***** Data shown

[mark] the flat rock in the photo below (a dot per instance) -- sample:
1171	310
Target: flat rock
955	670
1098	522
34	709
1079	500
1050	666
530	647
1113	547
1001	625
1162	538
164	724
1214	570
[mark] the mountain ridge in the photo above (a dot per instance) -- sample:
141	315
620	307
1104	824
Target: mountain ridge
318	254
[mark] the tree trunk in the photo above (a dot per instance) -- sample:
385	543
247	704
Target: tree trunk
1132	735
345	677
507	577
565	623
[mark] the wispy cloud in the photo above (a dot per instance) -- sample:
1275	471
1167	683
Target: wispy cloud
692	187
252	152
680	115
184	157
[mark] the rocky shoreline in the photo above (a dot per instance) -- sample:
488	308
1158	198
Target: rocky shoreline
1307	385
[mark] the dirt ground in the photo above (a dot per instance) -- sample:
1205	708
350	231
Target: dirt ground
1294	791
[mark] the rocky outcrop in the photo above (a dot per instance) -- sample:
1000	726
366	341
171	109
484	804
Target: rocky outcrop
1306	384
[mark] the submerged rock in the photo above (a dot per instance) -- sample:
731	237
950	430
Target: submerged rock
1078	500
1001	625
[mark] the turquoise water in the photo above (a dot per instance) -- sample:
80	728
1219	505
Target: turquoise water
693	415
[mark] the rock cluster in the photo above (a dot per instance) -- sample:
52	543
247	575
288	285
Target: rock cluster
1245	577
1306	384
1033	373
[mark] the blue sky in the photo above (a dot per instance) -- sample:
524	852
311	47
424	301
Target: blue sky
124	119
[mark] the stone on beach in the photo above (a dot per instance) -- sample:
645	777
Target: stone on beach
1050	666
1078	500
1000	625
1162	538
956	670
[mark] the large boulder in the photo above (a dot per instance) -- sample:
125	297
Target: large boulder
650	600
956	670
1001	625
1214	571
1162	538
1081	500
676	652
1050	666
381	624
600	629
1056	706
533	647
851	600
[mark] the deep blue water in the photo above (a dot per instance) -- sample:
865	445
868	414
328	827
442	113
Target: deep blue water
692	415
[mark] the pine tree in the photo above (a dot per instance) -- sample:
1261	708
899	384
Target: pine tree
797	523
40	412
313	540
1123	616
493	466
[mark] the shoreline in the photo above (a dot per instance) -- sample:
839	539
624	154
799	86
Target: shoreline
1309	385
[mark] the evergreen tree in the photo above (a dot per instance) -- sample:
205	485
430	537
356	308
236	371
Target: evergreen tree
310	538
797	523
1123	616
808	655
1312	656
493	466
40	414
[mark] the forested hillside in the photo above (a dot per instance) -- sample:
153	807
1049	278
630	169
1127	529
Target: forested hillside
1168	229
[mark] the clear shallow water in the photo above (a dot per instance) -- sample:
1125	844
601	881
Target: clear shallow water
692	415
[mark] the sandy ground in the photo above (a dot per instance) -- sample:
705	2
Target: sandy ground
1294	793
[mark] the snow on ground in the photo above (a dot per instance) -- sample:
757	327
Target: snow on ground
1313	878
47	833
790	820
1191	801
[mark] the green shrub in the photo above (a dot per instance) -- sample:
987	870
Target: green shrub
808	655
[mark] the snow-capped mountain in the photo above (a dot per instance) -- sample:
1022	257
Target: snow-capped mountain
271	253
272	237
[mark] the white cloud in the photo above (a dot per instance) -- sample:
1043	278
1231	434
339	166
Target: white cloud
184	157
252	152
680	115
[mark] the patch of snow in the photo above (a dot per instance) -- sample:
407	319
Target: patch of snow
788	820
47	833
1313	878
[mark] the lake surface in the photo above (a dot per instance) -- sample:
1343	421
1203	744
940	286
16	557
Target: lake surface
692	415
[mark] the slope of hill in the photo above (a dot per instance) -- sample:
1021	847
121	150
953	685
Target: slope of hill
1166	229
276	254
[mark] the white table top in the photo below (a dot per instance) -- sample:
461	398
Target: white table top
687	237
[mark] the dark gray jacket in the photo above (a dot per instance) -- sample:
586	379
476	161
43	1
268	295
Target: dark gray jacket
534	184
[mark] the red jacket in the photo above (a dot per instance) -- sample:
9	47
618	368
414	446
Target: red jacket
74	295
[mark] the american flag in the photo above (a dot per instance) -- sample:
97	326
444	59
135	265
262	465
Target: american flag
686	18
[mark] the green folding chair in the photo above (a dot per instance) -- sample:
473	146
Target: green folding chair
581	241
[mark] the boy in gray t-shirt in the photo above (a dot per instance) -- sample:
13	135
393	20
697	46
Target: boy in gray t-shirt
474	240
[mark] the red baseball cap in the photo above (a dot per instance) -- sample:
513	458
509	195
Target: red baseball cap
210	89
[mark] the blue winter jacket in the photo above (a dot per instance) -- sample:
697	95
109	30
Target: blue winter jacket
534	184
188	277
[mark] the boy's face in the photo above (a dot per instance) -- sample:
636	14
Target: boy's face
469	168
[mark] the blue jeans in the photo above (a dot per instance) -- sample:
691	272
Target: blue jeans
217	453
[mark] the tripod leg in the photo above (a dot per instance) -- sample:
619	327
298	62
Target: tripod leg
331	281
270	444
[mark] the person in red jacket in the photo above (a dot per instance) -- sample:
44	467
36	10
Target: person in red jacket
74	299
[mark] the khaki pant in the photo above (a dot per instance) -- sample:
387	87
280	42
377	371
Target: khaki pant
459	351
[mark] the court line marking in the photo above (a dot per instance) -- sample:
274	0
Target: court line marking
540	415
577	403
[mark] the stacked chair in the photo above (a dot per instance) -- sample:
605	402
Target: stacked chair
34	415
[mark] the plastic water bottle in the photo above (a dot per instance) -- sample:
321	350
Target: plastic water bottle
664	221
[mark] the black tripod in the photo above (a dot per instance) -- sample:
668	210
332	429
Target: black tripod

**********

→ **Task item**
The word to find is "below". Copy every line of the records that holds it.

→ **Output of the exercise**
[mark] the flat rock in the photo below (a dot per instance) -- sample:
[mark] the white table top in the photo below (a dot per instance) -- sample:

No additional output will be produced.